(Beginning of Page excerpt)

Meanwhile, White House health advisor Dr. Anthony Fauci said daily new infections were “unacceptably high” in the US this close to the fall.

“Once you get the level of infection down really, really low, it almost self-propagates itself to stay low, but you’ve got to get it low,” Dr. Fauci said on The Wall Street Journal’s “The Journal” podcast published last Thursday.

“Once it’s way up there it’s tough to get it down,” he said. Dr. Fauci added that the US figures could be “hundreds of cases, thousands, but not 20, 30, 40 thousand cases a day.”

Dr. Maria Van Kerkhove, the WHO’s technical lead on the Covid-19 pandemic, said that global health officials have “literally hundreds” of seroepidemiology studies examining the intensity of Covid-19 infection in various populations. The studies suggest that “a majority of the world’s population is susceptible to infection from this virus,” she noted.

“That means the virus has a long way to go,” she added.

Moreover, Van Kerkhove stressed how “absolutely critical” it is for countries to prepare for outbreaks. In her interview with CNN’s “New Day” last Friday, she considers the increase in hospitalizations in some European countries, like the France and UK, as “worrying trends” because the Northern Hemisphere has not “even started to hit the flu season yet,” which may cause further suffering to the health system.

“What’s really important right now is for countries in their response is that they break down the problem, they break down the outbreak into the lowest administrative level as possible as the data will allow,” she said. “It’s not just about case numbers. These are incredibly important, and we need to be able to track these trends but we also need to look at hospitalizations, we need to look at ICU occupancy and how many people are being admitted into intensive care.”

(End of Page excerpt)
(Beginning of Dataset excerpt)

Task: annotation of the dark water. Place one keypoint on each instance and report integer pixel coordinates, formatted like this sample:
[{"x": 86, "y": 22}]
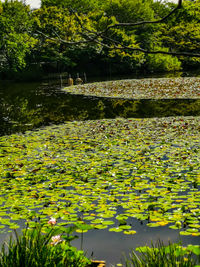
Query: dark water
[{"x": 24, "y": 106}]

(End of Dataset excerpt)

#### What you are asked to do:
Answer these questions from the Covid-19 excerpt:
1. On which podcast did Dr. Fauci make his remarks?
2. What position does Dr. Maria Van Kerkhove hold at the WHO?
3. Which two European countries are named as having rising hospitalizations?
The listing is separate material and has no connection to the text.

#### Written reply:
1. The Wall Street Journal's "The Journal" podcast.
2. She is the WHO's technical lead on the Covid-19 pandemic.
3. France and the UK.